== DIRECTIVE ==
Pull out every line of the records below that contains the string "rooftop", treating uppercase and lowercase as different.

== INFORMATION GIVEN ==
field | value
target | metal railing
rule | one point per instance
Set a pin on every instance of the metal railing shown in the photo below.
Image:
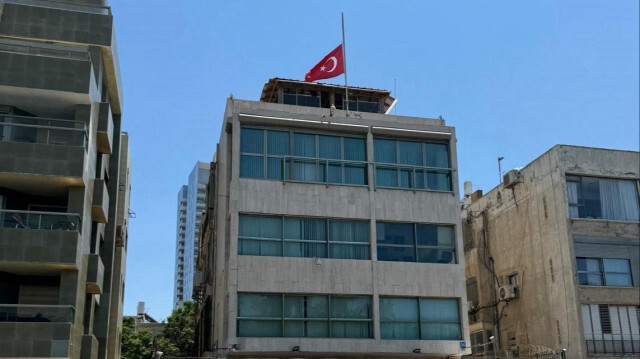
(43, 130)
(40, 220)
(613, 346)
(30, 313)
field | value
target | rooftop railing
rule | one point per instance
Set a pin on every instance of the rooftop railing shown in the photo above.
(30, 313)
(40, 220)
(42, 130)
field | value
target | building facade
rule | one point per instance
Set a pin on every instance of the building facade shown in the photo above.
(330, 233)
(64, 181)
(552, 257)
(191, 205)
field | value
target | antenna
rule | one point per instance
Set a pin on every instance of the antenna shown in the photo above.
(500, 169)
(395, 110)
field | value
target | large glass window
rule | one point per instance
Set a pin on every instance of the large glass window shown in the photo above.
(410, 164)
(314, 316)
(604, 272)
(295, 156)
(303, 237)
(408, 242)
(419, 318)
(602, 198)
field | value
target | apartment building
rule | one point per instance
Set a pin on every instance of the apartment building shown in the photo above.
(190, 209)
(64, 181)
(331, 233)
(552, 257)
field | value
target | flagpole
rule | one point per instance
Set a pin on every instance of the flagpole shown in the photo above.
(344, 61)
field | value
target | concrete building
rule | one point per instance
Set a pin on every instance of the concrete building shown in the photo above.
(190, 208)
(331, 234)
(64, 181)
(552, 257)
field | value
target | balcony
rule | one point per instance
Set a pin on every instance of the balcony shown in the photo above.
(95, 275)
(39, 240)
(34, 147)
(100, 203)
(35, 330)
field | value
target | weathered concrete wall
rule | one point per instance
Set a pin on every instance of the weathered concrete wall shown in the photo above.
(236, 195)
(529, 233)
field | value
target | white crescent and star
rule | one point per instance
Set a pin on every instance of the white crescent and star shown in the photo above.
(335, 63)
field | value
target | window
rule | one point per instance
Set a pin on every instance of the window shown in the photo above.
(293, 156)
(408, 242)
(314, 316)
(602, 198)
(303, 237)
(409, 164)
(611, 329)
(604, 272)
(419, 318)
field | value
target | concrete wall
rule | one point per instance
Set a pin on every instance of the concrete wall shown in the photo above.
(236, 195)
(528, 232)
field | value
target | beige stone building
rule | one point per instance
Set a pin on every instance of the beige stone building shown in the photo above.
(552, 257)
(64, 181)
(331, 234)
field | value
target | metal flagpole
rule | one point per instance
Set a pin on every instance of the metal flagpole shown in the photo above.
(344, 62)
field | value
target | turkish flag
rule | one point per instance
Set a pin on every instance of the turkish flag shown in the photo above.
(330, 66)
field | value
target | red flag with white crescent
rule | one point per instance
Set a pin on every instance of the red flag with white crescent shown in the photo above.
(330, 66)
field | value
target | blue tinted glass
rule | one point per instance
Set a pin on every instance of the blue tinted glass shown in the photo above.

--

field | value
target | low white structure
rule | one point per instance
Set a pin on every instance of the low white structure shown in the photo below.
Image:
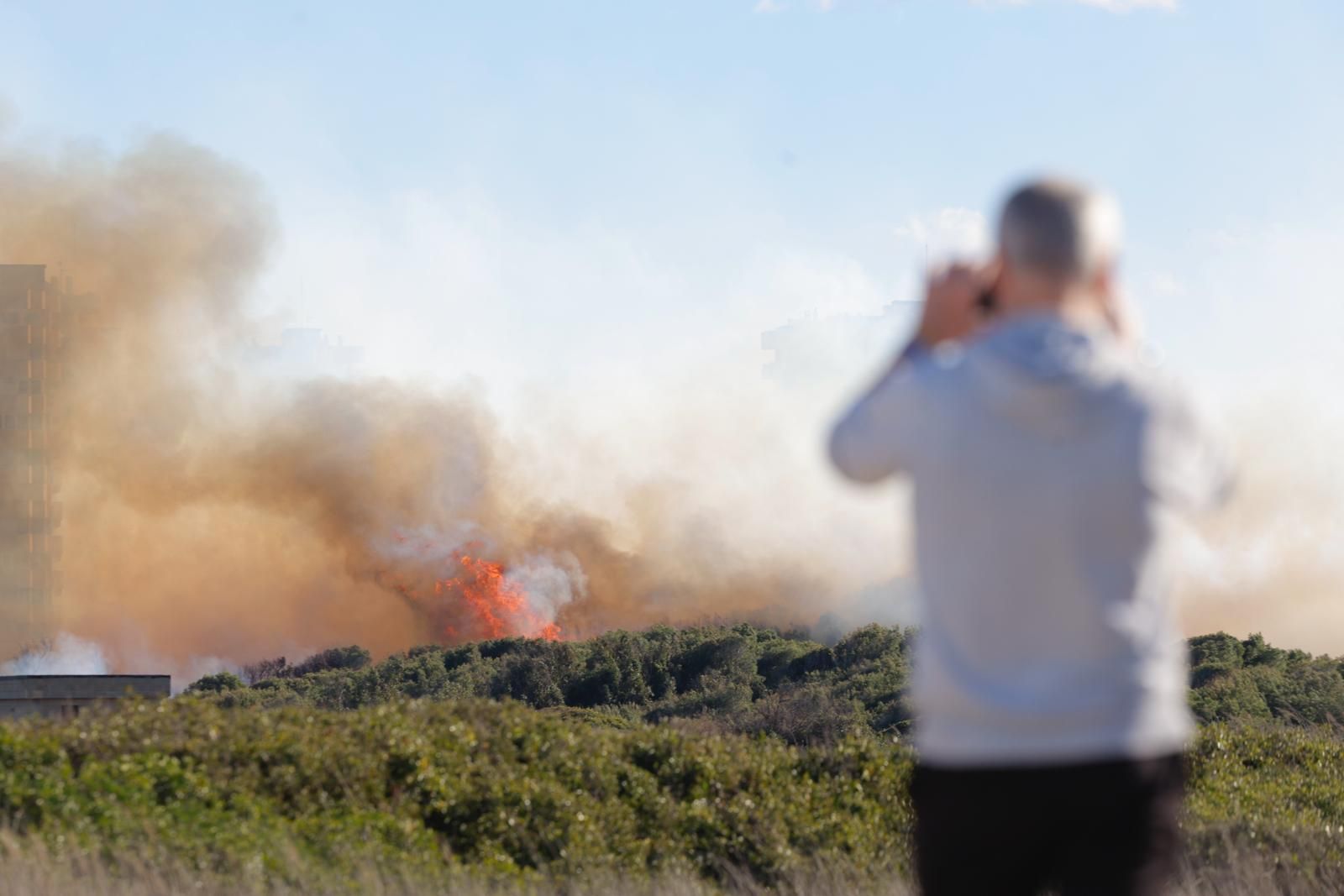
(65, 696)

== REPLY TO THE EXERCISE ==
target | rooftop railing
Set a pin on every instance of the rooftop railing shown in the photo above.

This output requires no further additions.